> [EXERCISE AIM] Render the lines starting at the one that contains "# Outline the region of every instance of the metal" and ending at the one that contains "POLYGON ((122 53, 124" as a JSON list of strings, one string per line, with blank lines omitted.

════════════════════

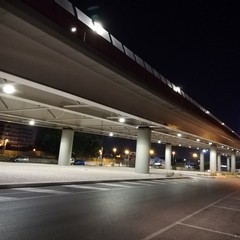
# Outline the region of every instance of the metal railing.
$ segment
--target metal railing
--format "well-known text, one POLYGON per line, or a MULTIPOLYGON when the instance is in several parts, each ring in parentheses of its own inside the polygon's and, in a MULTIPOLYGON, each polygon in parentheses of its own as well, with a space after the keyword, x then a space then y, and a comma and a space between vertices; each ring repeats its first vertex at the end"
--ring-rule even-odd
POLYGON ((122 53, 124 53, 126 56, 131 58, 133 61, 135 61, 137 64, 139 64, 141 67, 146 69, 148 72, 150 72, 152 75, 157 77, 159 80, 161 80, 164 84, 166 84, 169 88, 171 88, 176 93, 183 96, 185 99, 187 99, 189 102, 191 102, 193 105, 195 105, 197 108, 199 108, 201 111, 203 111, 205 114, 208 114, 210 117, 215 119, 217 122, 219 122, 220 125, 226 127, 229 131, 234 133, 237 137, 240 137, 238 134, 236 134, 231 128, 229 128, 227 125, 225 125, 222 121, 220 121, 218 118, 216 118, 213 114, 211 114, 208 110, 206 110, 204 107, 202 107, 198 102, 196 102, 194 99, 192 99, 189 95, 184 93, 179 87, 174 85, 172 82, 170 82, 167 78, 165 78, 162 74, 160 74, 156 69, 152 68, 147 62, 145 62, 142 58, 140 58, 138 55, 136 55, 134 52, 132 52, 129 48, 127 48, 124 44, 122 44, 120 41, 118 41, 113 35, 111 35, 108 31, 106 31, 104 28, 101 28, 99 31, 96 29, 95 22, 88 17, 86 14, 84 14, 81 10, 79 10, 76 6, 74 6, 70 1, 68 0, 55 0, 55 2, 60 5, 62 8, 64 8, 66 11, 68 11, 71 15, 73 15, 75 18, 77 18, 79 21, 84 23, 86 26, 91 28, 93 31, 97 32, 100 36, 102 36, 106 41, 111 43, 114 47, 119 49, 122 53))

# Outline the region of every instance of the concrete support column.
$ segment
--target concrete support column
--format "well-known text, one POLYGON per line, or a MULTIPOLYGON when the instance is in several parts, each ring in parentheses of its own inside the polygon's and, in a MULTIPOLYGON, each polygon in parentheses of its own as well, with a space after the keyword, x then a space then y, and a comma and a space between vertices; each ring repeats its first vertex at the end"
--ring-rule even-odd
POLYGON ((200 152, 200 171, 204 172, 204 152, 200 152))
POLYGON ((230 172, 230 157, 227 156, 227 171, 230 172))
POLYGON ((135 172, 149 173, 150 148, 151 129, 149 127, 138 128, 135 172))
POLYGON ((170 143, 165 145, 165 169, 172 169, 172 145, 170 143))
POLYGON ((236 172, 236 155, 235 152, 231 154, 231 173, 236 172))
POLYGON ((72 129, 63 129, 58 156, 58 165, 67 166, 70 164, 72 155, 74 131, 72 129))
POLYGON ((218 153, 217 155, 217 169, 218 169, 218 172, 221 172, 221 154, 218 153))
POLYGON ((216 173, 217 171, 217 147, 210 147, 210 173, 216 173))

════════════════════

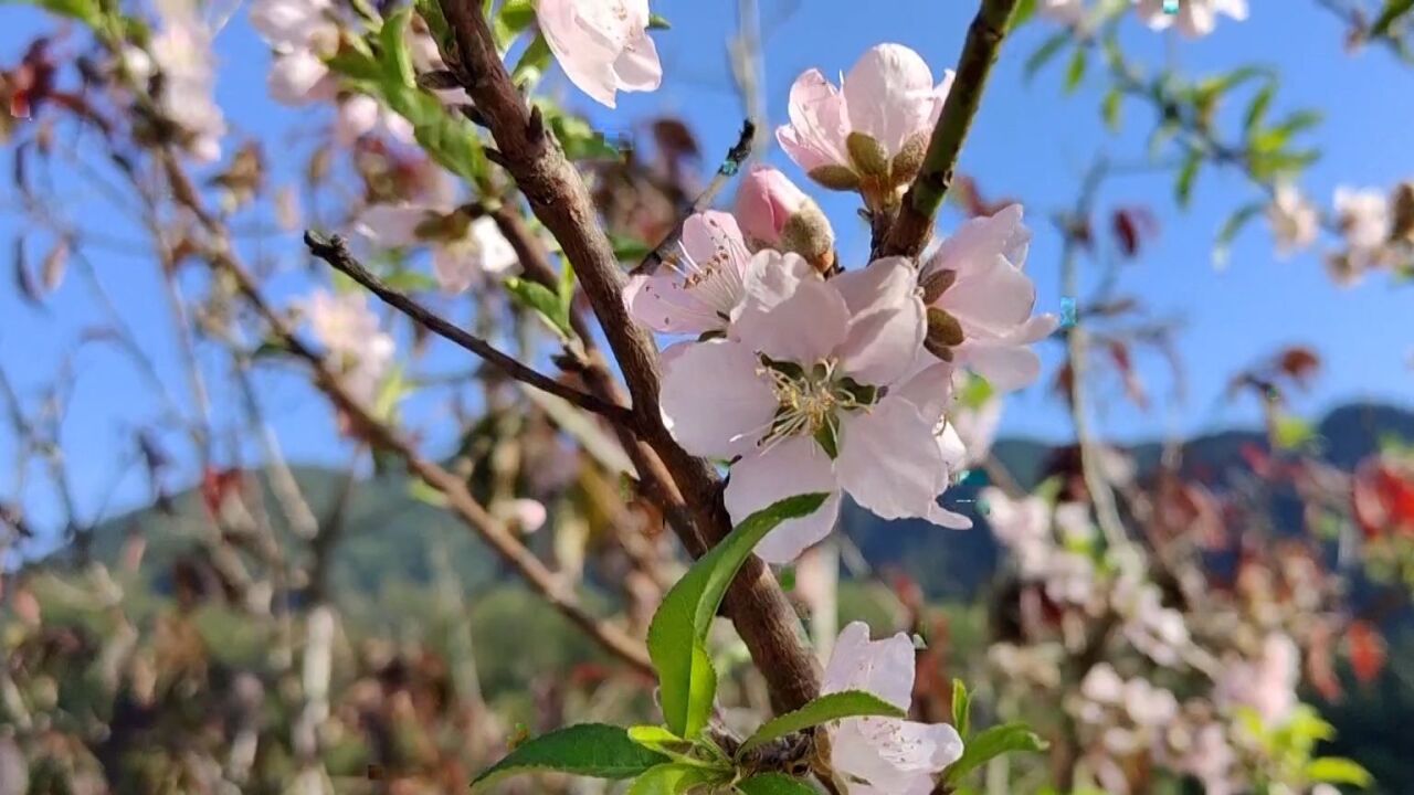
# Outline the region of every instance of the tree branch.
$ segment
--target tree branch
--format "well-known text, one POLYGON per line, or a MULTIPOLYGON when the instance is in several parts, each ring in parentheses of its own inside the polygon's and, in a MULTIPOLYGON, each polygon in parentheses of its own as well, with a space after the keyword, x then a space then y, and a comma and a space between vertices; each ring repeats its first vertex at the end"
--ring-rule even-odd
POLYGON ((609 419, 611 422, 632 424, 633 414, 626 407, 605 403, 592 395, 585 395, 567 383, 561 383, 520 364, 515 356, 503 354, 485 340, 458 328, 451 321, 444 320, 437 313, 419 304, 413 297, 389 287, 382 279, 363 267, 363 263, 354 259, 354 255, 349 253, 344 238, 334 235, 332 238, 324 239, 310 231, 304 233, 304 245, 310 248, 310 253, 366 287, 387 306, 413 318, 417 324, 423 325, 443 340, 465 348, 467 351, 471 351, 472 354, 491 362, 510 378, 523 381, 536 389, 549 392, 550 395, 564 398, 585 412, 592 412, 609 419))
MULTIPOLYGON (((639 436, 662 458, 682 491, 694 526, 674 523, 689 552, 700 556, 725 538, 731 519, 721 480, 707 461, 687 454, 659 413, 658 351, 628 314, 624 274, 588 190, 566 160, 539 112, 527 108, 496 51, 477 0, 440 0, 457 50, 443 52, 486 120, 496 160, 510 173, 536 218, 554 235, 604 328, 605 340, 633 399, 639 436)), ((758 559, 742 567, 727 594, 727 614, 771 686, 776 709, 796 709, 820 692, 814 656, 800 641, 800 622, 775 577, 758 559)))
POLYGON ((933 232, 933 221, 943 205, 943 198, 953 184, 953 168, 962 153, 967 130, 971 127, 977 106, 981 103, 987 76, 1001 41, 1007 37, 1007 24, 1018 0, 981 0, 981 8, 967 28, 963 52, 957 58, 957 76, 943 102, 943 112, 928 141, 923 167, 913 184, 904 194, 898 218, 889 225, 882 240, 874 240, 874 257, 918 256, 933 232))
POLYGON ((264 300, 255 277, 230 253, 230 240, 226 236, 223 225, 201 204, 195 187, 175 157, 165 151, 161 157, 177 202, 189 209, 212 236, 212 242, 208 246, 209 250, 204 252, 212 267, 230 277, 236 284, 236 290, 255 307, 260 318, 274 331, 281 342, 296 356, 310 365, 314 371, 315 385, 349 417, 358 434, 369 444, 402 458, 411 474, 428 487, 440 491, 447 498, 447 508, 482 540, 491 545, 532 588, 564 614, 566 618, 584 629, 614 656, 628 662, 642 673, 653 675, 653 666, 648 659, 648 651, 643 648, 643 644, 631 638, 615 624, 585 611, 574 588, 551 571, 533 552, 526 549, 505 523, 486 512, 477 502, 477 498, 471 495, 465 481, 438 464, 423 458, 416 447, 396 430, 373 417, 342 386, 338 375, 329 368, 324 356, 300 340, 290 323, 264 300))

════════════════════

> [RESULT BELOW]
[
  "# Outline the region of every instance of the metal railing.",
  "$ segment",
  "--target metal railing",
  "--format \"well-known text, one POLYGON per line, or a MULTIPOLYGON when the instance is in several parts, each ring in parentheses of its own inside the polygon's and, in a MULTIPOLYGON, each polygon in parentheses of its own as well, with a space after the keyword, x then a space then y, and a comma and a space between vertices; each ring repeats its first vertex at the end\"",
  "--ring-rule even-odd",
  "POLYGON ((122 53, 124 53, 126 56, 131 58, 133 61, 135 61, 137 64, 139 64, 141 67, 146 69, 148 72, 150 72, 152 75, 157 77, 159 80, 161 80, 164 84, 166 84, 169 88, 171 88, 176 93, 183 96, 185 99, 187 99, 189 102, 191 102, 193 105, 195 105, 197 108, 199 108, 201 111, 203 111, 205 114, 208 114, 210 117, 215 119, 217 122, 219 122, 220 125, 226 127, 229 131, 234 133, 237 137, 240 137, 238 134, 236 134, 231 128, 229 128, 227 125, 225 125, 222 121, 220 121, 218 118, 216 118, 213 114, 211 114, 208 110, 206 110, 204 107, 202 107, 198 102, 196 102, 194 99, 192 99, 189 95, 184 93, 179 87, 174 85, 172 82, 170 82, 167 78, 165 78, 162 74, 160 74, 156 69, 152 68, 147 62, 145 62, 142 58, 140 58, 138 55, 136 55, 134 52, 132 52, 129 48, 127 48, 124 44, 122 44, 120 41, 118 41, 113 35, 111 35, 108 31, 106 31, 104 28, 101 28, 99 31, 96 29, 95 22, 88 17, 86 14, 84 14, 81 10, 79 10, 76 6, 74 6, 70 1, 68 0, 55 0, 55 2, 60 5, 62 8, 64 8, 66 11, 68 11, 71 15, 73 15, 75 18, 77 18, 79 21, 84 23, 86 26, 91 28, 93 31, 97 32, 100 36, 102 36, 106 41, 111 43, 114 47, 119 49, 122 53))"
]